## begin SELECTED EXTRACT

It must have been hard to keep calm on receipt of this information. For the past month, Alexander had been lingering along the southern coast of Turkey with his forces widely divided and winter all but upon him; his thoughts had been on the Persian fleet and their dangerously free manoeuvres towards Greece, and he must have hoped for rough autumn weather to close the sailing season early. There were troubles too both within and beyond his high command.
Recently he had received letters from Olympias warning him finally against Alexander the Lyncestian, and it was now, not a year earlier, that he took the step of arresting him in his cavalry command. At the same time, his close friend Harpalus, lame and unsoldierly, had left for Greece across a thoroughly hostile sea to make contacts in the southern Greek harbour town of Megara, presumably to ward off the approaching Persian fleet. Another envoy had gone with him on a still more daring sea journey, across from Greece to south Italy to talk to Olympias's brother King Alexander of Epirus, again no doubt about possible help for Greece by sea. It was a worrying time on all fronts, and now it had been joined by the threat of a Persian grand army.
Never happier than when challenged, Alexander 'assembled his Companion nobles and told them the news; they ordered him to lead them straight ahead exactly as they were. Praising them he broke up the meeting, and on the next day he led them east against Darius and the Persians.' By comparing notes with Xenophon's history, Alexander could calculate that at a reasonable pace, the army would reach the borders of Syria in three days or some twenty-five regular hours on the road. It was not, however, a time for being reasonable and the army was thinned by Parmenion's absence; let the men march at the double and cover the seventy-odd miles within forty-eight hours. The coast road east was level and inviting, and fertile farms lay on either side; where the shore of the Mediterranean bends sharply southwards to Syria, the road hooked round and continued to follow it, with the sea still on Alexander's right and the shadowing Amanid mountains on his left. At the very edge of Cilicia lay the town of Issus, pointing the way to the satrapy of Syria and the south; there Alexander abandoned all stragglers and invalids for whom the march was proving too fast. Meanwhile, Parmenion had come back from, reconnaissance to meet him, and together king and general hurried on to the fortified Gates of Syria, the modem Pillar of Jonah, which the advance force had already captured. A few miles south of this frontier-post they called a halt at Myriandrus, knowing that at last they were within range of the Beilan pass. From here they could cross the edge of the Amanid range and hurry east into Assyria and so, they hoped, into King Darius's encampment before he knew of their approach. By now the evening of the second day was drawing on and the march had stretched the infantry to their utmost; it was a mercy when during the night 'a heavy storm broke and rain fell from heaven in a violent wind. This kept Alexander in his camp.' The implication is that otherwise he would have been back on the road before dawn.

## end SELECTED EXTRACT
## begin DATA EXCERPTS

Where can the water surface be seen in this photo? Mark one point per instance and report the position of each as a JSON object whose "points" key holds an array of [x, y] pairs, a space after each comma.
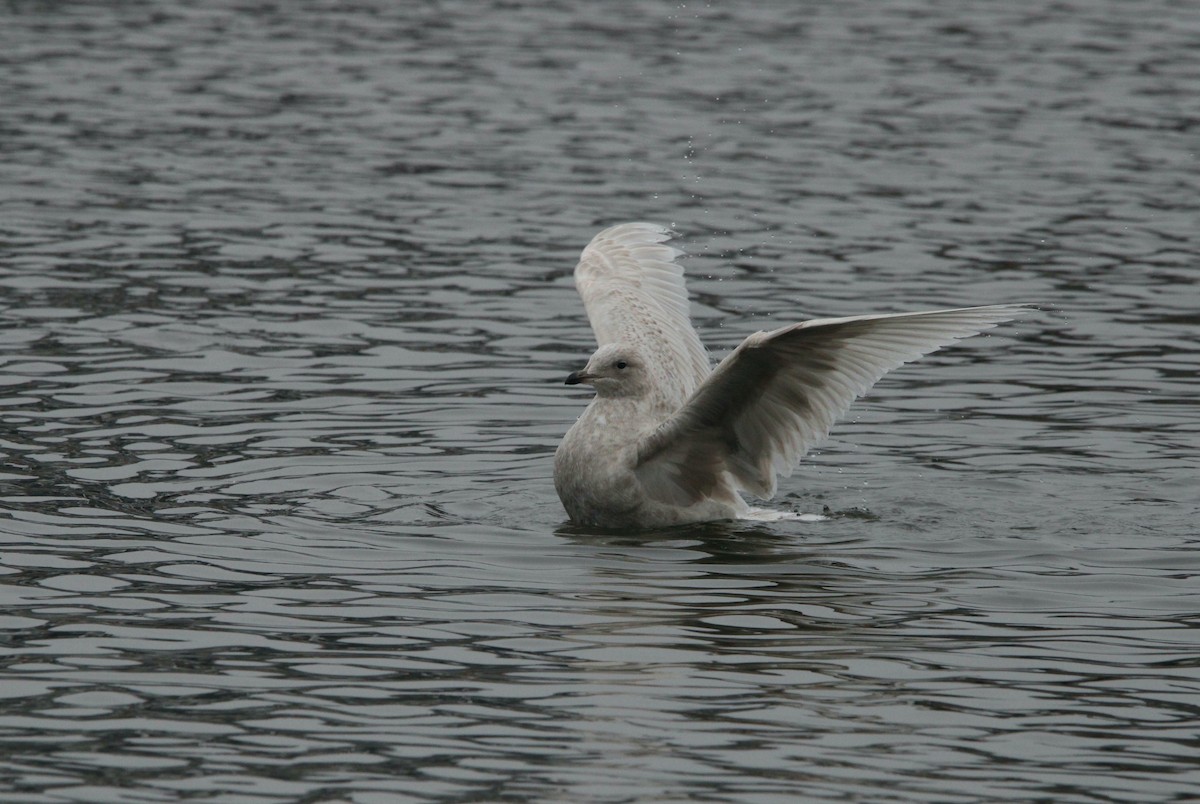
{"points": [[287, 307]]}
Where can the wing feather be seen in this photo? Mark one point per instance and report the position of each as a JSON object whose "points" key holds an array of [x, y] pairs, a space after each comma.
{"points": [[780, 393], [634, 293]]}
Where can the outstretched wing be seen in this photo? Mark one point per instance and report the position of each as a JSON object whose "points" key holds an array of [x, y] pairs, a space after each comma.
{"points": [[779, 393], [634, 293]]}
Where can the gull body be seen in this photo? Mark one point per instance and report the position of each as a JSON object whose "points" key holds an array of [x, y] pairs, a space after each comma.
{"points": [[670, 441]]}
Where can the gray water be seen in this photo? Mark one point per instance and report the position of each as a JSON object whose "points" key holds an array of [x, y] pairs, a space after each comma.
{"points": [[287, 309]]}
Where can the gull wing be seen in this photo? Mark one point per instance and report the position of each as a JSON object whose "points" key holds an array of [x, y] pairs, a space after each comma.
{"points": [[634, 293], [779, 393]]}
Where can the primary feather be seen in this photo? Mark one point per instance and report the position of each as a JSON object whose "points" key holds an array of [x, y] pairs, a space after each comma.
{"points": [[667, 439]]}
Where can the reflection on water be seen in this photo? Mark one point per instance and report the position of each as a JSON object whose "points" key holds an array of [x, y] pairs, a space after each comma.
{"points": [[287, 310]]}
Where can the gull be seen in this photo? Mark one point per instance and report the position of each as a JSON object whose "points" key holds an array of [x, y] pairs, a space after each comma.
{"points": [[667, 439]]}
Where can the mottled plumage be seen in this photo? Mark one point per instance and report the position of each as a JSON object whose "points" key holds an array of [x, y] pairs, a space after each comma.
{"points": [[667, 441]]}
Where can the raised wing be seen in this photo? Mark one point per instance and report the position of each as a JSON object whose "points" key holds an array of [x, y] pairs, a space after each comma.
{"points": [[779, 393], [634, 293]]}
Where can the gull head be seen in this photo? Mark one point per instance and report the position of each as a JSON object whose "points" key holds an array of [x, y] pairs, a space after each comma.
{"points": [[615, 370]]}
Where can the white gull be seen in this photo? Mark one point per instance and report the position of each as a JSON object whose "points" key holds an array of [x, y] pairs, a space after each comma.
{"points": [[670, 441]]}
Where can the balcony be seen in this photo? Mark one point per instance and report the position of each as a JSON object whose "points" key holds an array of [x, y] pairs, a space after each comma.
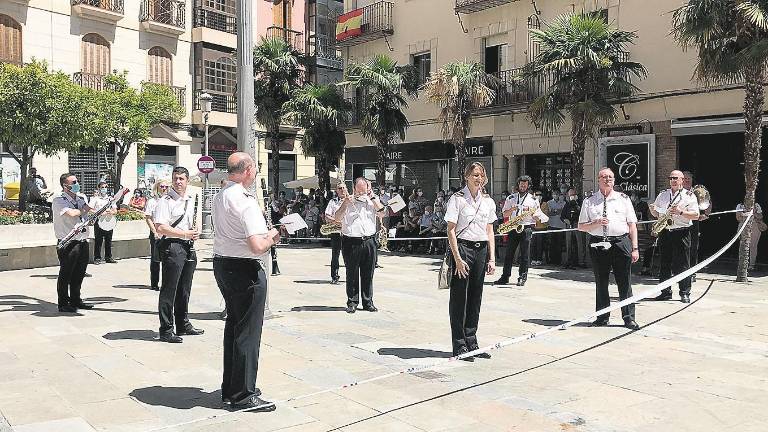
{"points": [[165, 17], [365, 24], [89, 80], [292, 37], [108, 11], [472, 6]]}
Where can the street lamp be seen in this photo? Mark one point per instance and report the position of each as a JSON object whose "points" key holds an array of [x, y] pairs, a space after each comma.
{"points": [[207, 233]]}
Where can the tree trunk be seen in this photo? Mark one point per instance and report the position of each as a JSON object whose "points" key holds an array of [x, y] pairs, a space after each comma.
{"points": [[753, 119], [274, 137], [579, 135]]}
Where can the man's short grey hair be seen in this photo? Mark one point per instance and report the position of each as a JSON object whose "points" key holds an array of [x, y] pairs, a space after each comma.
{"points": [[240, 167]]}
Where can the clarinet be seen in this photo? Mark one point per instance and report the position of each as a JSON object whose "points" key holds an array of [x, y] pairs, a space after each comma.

## end DATA EXCERPTS

## PROBLEMS TO WORK ON:
**a.** Print everything from "Recently he had" down to "Persian grand army." in the passage on Alexander's march.
**b.** In the passage on Alexander's march, at which town did Alexander abandon the stragglers and invalids?
**c.** Carry the passage on Alexander's march forward from the point where it stops.
The material here is separate from the passage on Alexander's march.

## ANSWERS TO THE EXERCISE:
**a.**
Recently he had received letters from Olympias warning him finally against Alexander the Lyncestian, and it was now, not a year earlier, that he took the step of arresting him in his cavalry command. At the same time, his close friend Harpalus, lame and unsoldierly, had left for Greece across a thoroughly hostile sea to make contacts in the southern Greek harbour town of Megara, presumably to ward off the approaching Persian fleet. Another envoy had gone with him on a still more daring sea journey, across from Greece to south Italy to talk to Olympias's brother King Alexander of Epirus, again no doubt about possible help for Greece by sea. It was a worrying time on all fronts, and now it had been joined by the threat of a Persian grand army.

**b.** Issus.

**c.**
He could not know what a heaven-sent blessing this late autumn gale was to prove. At least four days had passed since Parmenion's spies had last observed Darius to the east in the plains near Sochoi, and the Great King's tactics deserve a closer consideration than any of the Macedonians had given them. He had reached Sochoi, perhaps, in late September and as advised by his officers, he had waited in its open spaces to deploy his full force against Alexander emerging from the coastal hills over the Beilan pass. But he had become impatient. He had detached his baggage-train south-west to Damascus, a curiously distant choice of site but perhaps intended to ease the burden on the food supplies of the Sochoi plain and to put the camp-followers nearer the mercenaries' transport ships which were beached at the nearby harbour of Tripolis; perhaps too, the choice would be more understandable if the ancient city of Sochoi could be located with any accuracy. Having shed his baggage, Darius had begun to move northwards to look for Alexander himself, against the strong advice of the Macedonian deserter Amyntas.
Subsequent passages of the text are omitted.